(DIE EINGABE):
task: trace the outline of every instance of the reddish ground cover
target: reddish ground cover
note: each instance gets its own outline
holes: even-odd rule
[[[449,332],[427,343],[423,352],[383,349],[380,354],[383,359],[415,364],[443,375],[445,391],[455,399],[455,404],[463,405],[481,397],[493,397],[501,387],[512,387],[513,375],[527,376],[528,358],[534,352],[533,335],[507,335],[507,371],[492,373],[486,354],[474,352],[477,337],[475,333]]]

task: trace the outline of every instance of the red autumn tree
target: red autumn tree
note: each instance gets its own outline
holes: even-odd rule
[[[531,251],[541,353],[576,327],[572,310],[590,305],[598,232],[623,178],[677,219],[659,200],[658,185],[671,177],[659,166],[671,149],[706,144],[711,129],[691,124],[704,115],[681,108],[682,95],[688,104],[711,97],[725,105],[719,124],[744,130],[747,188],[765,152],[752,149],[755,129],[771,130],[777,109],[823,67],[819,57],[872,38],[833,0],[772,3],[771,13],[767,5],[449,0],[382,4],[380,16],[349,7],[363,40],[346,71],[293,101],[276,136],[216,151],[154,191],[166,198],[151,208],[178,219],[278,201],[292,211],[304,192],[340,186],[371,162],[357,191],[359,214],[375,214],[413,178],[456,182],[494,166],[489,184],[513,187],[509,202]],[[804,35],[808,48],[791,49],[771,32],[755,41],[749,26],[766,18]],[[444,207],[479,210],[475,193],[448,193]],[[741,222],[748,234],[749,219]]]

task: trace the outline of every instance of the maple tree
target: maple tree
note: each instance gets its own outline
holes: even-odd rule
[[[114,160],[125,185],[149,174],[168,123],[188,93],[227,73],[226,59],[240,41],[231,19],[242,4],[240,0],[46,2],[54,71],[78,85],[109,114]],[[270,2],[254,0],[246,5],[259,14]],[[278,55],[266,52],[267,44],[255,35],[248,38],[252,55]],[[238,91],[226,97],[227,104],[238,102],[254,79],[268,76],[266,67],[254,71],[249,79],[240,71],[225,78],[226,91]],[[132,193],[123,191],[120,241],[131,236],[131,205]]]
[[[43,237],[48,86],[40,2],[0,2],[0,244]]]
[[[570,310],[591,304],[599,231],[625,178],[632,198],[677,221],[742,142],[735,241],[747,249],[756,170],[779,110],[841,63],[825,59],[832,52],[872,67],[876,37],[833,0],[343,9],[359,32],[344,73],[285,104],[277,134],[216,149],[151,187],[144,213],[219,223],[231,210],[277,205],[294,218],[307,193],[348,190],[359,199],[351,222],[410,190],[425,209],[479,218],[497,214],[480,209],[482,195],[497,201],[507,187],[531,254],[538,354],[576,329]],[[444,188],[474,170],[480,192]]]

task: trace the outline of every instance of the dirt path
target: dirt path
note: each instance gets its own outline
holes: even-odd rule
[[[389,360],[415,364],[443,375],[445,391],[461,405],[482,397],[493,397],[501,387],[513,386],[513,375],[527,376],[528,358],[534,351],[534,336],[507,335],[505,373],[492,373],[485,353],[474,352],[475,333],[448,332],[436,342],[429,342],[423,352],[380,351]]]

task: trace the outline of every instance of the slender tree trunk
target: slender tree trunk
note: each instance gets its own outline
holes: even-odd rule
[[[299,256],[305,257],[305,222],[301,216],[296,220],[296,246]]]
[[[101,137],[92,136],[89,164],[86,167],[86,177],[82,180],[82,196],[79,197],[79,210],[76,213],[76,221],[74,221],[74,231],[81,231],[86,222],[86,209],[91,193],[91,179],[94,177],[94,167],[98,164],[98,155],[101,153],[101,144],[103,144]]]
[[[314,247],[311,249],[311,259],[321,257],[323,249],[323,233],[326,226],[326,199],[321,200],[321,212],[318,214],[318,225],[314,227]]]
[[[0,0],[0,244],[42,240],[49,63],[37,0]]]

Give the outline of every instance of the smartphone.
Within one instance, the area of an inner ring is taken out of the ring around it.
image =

(ZU ERLEDIGENDE AUFGABE):
Gib die Zeilen oben unverändert aus, von der Zeile mit „Give the outline“ bis einschließlich der letzten Zeile.

(SCHRIFTLICHE LÖSUNG):
Give the outline of every instance of the smartphone.
Within one instance, the area of an inner ring is taken out of the ring around it.
image =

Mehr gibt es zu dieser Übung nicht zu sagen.